- Instruções -
a – Como você resumiria em duas frases o texto sobre o Natal?
b – Repita sem alterações o trecho do texto sobre o Natal que vai de "Na fragilidade de" até "faz terra fértil.".

- Texto apresentado -
"Natal:
estamos em um tempo que nos fala do essencial: um Deus que se faz carne, o
divino que se faz humano; o eterno se estremece diante do que é terno; o
infinito abraça amorosamente a fragilidade... Viver este mistério é viver
em Deus, compreender até onde chega a loucura de amor de um Deus que se
humaniza para que nos humanizemos. “A humanidade de Cristo é a humanidade
vivida à maneira de Deus, ou melhor, vivida por Deus” (José Arregi).
“Deus
se humanizou”: tal expressão revela que a Misericórdia de Deus significa também
ternura. Apareceu um Menino: apareceu a ternura e a doçura do Deus que salva.
Na fragilidade de uma criança se esconde e se revela a grandeza divina. Uma
antiga tradição religiosa afirma que a maior seriedade de Deus aconteceu quando
Ele virou menino. Louca aventura amorosa de Deus! No rosto de uma
criança se faz visível a Misericórdia que desce sempre mais abaixo, que nasce
no ventre da terra e se faz terra fértil.
Segundo
Jacob Boehme, místico medieval, Deus é uma Criança que brinca... É nessa
atmosfera “infantil” que Deus se aproximou de nós. Não veio como um imperador
poderoso nem como um sumo-sacerdote ou um grande filósofo. Deus pode ser
encontrado não na estrada suntuosa do domínio e do poder, mas na estrada da
doação, da partilha, da solidariedade... A única explicação da “descida” de
Deus é seu “amor compassivo”. Ele mergulhou na nossa fragilidade fazendo-se uma
criança pobre, que nasce na periferia, no meio de animais, deitada numa
manjedoura... para que ninguém se sentisse distante d’Ele, para que todos
pudessem experimentar o sentimento de ternura que uma criança desperta e
sobre quem nos dobramos, maravilhados. Criança não infunde medo; todos se
aproximam dela. Pequenino com os pequeninos, Deus nos faz proclamar
silenciosamente:
“Meu Deus, me dá cinco anos, me dá a mão, me cura de ser grande...”

- Dados fornecidos -
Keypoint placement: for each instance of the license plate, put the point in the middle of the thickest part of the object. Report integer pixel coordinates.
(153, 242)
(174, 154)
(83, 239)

- Respostas -
a – O Natal fala do essencial: um Deus que se faz carne e se humaniza para que nos humanizemos, revelando na fragilidade de uma criança a ternura e a misericórdia divinas. Deus não veio como imperador poderoso, sumo-sacerdote ou grande filósofo, mas, por amor compassivo, como criança pobre nascida na periferia, para que ninguém se sentisse distante d'Ele.

b –
Na fragilidade de uma criança se esconde e se revela a grandeza divina. Uma
antiga tradição religiosa afirma que a maior seriedade de Deus aconteceu quando
Ele virou menino. Louca aventura amorosa de Deus! No rosto de uma
criança se faz visível a Misericórdia que desce sempre mais abaixo, que nasce
no ventre da terra e se faz terra fértil.